**ОТРЫВОК ТЕКСТА:**
Я был особенно отвратителен в эту пору. Я приехал в Орел из Петербурга, где я ездил в свет и был весь полон тщеславия. Мне жалко было Митиньку, но мало. Я повернулся в Орле и уехал, и он умер через несколько дней. Право, мне кажется, мне в его смерти было самое тяжелое то, что она помешала мне участвовать в придворном спектакле, который тогда устраивался и куда меня приглашали» (34, 385).

Позже, в «Анне Карениной», в ХХ главе V части, единственной, которая имеет название в романе, и это название «Смерть», Толстой в подробностях воссоздал сцену ухода из жизни брата Левина — Николая. В ней сошлись мотивы страха и отчаяния перед лицом смерти, сострадания к мучениям умирающего и рассудочный эгоизм крепкого здоровьем Константина, мистические противостояния смерти и жизни.

Л. Н. Толстой. Фрагмент из «Анны Карениной»

Данные для указания по описанию:
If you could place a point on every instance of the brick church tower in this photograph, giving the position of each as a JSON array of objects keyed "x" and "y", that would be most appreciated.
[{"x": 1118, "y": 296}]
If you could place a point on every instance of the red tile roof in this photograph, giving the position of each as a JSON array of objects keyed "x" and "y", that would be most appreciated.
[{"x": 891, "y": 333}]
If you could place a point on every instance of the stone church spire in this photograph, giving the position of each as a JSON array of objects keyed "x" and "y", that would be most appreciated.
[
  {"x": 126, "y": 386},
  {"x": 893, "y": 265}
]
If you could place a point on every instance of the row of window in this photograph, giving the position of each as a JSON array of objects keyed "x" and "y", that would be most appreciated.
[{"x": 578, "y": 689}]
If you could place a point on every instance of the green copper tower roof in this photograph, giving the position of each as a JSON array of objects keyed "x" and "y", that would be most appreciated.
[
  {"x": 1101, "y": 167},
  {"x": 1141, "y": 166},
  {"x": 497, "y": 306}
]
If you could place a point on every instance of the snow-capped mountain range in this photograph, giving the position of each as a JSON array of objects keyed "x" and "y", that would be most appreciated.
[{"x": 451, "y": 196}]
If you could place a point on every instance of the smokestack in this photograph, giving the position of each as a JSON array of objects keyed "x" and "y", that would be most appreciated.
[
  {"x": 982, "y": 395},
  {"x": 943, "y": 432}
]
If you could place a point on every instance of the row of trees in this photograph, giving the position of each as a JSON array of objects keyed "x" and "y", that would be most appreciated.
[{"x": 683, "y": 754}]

**РАБОЧЕЕ ЗАДАНИЕ 1:**
Как, согласно отрывку о смерти, называется ХХ глава V части «Анны Карениной»?
**РАБОЧЕЕ ЗАДАНИЕ 2:**
Допишите следующую часть отрывка о смерти, начав сразу после его последней строки.
Перечень к этой работе отношения не имеет.

**ПОЛЕ ОТВЕТА 1:**
«Смерть».

**ПОЛЕ ОТВЕТА 2:**
«Прошли еще мучительные три дня; больной был всё в том же положении. Чувство желания его смерти испытывали теперь все, кто только видел его: и лакеи гостиницы, и хозяин ее, и все постояльцы, и доктор, и Марья Николаевна, и Левин, и Кити. Только один больной не выражал этого чувства, а, напротив, сердился за то, что не привезли доктора, и продолжал принимать лекарство и говорил о жизни. Только в редкие минуты, когда опиум заставлял его на мгновение забыться от непрестанных страданий, он в полусне иногда говорил то, что сильнее, чем у всех других, было в его душе: „Ах, хоть бы один конец!“ Или: „Когда это кончится!“ <…>

В нем, очевидно, совершался тот переворот, который должен был заставить его смотреть на смерть как на удовлетворение его желаний, как на счастие. Прежде каждое отдельное желание, вызванное страданием или лишением, как голод, усталость, жажда, удовлетворялись отправлением тела, дававшим наслаждение; но теперь лишение и страдание не получали удовлетворения, а попытка удовлетворения вызывала новое страдание. И потому все желания сливались в одно — желание избавиться от всех страданий и их источника, тела. <…>

Священник, окончив молитву, приложил к холодному лбу крест, потом медленно завернул его в епитрахиль и, постояв еще молча минуты две, дотронулся до похолодевшей и бескровной огромной руки.

— Кончился, — сказал священник и хотел отойти; но вдруг слипшиеся усы мертвеца шевельнулись, и ясно в тишине послышались из глубины груди определенно-резкие звуки:

— Не совсем… Скоро.

И через минуту лицо просветлело, под усами выступила улыбка, и собравшиеся женщины озабоченно принялись убирать покойника.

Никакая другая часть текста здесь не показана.